(Segmentation annotation records)

※

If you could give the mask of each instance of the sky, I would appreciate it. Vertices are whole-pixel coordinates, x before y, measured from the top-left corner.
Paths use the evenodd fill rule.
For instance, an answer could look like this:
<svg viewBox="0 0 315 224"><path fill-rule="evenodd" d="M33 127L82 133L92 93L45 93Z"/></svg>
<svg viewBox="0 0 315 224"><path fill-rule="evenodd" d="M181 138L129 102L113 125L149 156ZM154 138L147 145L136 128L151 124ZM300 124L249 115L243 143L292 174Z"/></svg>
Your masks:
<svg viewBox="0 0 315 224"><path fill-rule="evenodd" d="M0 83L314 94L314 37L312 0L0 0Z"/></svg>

※

WHAT YOU SHOULD DO: Output these lines exactly as they appear.

COMPLETE ANSWER:
If you could give the mask of each instance of the sky, I would appreciate it. Vertices are whole-pixel coordinates, x before y, measured from the top-left corner.
Paths use the evenodd fill rule.
For instance, an answer could look like this:
<svg viewBox="0 0 315 224"><path fill-rule="evenodd" d="M33 127L82 133L92 93L45 93Z"/></svg>
<svg viewBox="0 0 315 224"><path fill-rule="evenodd" d="M181 138L129 102L113 125L149 156ZM154 138L147 145L136 128L151 124ZM300 124L249 115L243 143L292 174Z"/></svg>
Your masks:
<svg viewBox="0 0 315 224"><path fill-rule="evenodd" d="M0 83L314 94L314 37L312 0L0 0Z"/></svg>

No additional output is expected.